Stored items
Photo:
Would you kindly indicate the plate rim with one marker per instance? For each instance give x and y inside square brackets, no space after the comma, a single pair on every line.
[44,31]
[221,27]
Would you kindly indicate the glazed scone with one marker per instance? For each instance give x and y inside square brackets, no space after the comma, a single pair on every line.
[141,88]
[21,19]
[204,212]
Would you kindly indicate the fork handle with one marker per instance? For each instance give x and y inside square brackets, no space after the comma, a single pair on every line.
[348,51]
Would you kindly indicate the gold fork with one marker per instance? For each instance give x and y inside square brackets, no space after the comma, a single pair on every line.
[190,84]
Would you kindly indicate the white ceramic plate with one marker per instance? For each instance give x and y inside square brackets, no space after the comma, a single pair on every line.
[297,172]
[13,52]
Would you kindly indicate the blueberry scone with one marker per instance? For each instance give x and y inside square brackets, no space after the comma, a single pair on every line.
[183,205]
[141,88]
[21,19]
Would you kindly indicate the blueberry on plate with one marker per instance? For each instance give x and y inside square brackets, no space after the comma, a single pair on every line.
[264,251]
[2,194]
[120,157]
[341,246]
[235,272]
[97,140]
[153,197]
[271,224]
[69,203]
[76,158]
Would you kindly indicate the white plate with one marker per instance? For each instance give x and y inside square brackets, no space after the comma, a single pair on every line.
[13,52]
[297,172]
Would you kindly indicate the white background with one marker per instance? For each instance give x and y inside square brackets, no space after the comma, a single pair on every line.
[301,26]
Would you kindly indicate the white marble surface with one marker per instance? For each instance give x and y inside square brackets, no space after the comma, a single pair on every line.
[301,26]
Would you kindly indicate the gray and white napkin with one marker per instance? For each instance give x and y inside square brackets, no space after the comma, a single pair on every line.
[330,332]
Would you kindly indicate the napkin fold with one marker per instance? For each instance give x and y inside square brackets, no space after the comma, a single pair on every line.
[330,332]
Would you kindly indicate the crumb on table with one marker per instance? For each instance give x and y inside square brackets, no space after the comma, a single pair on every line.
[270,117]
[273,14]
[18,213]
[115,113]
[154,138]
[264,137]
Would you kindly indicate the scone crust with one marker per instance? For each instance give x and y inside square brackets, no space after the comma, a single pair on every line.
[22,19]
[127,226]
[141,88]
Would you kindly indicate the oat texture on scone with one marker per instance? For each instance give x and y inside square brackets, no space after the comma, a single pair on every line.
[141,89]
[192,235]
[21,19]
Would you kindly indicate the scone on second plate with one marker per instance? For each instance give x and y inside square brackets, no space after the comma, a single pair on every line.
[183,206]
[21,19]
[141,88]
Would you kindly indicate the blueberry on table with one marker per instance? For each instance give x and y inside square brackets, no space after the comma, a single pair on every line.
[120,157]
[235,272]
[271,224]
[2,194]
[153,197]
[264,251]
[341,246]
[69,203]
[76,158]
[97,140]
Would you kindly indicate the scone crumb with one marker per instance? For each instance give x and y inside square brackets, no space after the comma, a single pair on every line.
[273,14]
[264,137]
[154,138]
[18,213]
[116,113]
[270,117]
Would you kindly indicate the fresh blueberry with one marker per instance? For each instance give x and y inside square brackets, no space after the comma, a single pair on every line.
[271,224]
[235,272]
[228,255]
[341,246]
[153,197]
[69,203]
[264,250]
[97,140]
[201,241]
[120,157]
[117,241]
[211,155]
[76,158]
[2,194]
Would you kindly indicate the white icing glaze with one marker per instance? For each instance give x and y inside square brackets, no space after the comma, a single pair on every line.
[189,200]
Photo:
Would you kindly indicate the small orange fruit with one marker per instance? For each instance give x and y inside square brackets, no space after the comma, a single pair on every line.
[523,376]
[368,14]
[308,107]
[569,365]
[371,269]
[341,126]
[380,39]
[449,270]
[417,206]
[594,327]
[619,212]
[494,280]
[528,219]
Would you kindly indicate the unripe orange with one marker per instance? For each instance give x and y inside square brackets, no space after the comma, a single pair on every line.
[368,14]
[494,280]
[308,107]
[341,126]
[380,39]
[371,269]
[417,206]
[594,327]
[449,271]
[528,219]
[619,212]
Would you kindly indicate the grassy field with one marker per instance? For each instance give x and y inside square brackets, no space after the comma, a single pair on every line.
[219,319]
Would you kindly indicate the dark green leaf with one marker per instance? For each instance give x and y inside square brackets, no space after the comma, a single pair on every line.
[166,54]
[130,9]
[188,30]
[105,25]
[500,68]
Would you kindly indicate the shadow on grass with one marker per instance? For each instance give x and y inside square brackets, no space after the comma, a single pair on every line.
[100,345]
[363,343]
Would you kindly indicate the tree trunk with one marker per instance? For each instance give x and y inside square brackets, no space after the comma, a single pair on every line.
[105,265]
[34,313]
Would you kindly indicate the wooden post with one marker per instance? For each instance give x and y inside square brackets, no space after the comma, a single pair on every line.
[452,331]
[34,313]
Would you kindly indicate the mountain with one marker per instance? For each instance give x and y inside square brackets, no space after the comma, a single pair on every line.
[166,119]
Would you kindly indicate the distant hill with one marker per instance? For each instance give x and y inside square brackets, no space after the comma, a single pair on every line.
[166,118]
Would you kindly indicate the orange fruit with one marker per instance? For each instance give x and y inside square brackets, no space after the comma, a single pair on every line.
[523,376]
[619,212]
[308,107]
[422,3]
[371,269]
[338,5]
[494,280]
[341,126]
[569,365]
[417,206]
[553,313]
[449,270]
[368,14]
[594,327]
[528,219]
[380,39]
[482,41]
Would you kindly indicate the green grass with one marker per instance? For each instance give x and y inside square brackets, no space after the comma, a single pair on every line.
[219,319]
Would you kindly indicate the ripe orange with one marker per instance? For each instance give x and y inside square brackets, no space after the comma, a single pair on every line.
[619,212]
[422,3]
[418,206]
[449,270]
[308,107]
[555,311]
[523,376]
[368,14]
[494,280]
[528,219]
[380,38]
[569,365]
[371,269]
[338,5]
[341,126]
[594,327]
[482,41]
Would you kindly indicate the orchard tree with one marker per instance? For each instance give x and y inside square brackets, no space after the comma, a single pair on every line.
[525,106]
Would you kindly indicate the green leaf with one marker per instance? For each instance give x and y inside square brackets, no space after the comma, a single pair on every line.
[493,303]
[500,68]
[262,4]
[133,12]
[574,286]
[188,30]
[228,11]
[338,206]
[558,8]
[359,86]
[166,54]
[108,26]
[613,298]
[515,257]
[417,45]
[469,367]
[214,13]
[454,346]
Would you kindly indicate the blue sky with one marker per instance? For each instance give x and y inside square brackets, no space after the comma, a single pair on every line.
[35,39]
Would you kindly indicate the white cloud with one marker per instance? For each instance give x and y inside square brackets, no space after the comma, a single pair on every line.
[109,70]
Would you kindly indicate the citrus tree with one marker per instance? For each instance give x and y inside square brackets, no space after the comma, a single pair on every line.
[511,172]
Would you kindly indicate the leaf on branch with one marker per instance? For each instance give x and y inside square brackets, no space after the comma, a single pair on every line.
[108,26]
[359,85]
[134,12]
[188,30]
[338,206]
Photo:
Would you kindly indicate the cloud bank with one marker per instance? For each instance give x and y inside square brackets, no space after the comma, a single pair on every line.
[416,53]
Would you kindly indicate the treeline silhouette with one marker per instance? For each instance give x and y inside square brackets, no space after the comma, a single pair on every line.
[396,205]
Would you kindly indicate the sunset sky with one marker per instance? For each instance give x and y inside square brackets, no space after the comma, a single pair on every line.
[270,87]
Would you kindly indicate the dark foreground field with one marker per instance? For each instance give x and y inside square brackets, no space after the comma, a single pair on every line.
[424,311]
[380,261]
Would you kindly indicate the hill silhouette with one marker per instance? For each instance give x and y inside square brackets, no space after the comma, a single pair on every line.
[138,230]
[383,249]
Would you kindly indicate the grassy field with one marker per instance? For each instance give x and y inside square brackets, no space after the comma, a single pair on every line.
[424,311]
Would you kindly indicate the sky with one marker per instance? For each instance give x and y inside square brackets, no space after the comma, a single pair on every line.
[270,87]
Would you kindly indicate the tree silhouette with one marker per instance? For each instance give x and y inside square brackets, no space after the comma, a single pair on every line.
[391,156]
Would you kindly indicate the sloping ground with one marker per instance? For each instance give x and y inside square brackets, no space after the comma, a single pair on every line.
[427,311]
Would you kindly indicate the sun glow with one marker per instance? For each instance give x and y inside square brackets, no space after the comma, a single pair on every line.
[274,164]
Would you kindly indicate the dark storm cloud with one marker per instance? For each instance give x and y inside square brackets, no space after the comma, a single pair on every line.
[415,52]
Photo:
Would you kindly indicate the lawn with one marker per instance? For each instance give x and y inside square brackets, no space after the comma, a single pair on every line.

## What the task asks:
The lines to reproduce run from the one that contains "Would you kindly indicate the sun glow" through the last line above; copy them exactly.

## Output of the exercise:
Would you kindly indicate the sun glow with one marker per instance? For each instance give x and y inside square brackets, no space after the comma, a single pair on every line.
[274,164]
Would you kindly indicate the dark storm cloud with one marker per instance? For each instance give x and y inside square brackets, no space after the comma, a single pair on every line.
[415,52]
Photo:
Would you kindly indicate the lawn with one marker per instance? For each instance give x and y inside square brackets, no space after the comma, a single pair on every line.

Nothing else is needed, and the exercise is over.